__Available records__:
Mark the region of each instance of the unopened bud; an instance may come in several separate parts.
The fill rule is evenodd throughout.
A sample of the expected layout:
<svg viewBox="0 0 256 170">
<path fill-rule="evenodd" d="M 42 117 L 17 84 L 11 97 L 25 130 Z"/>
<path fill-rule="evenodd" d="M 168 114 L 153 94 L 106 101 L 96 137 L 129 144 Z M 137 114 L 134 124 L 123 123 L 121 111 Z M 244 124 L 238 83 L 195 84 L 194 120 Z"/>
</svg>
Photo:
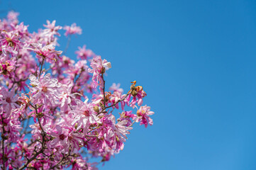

__Task to carry out__: Rewrite every line of the records above as a JSON list of strings, one string per line, skipping blank lines and leaving out the pictures.

__Task response__:
[
  "Mark the region of each instance of the unopened bud; an instance may come in several separate parts.",
  "The fill rule is evenodd throughout.",
  "A sample of the expected layout:",
  "<svg viewBox=\"0 0 256 170\">",
  "<path fill-rule=\"evenodd\" d=\"M 42 117 L 17 84 L 11 97 L 25 130 Z\"/>",
  "<path fill-rule=\"evenodd\" d=\"M 168 114 L 153 94 L 106 101 L 96 137 L 129 144 Z M 137 114 L 134 124 L 123 123 L 121 111 Z M 244 124 L 238 83 L 195 84 L 194 120 Z\"/>",
  "</svg>",
  "Photo:"
]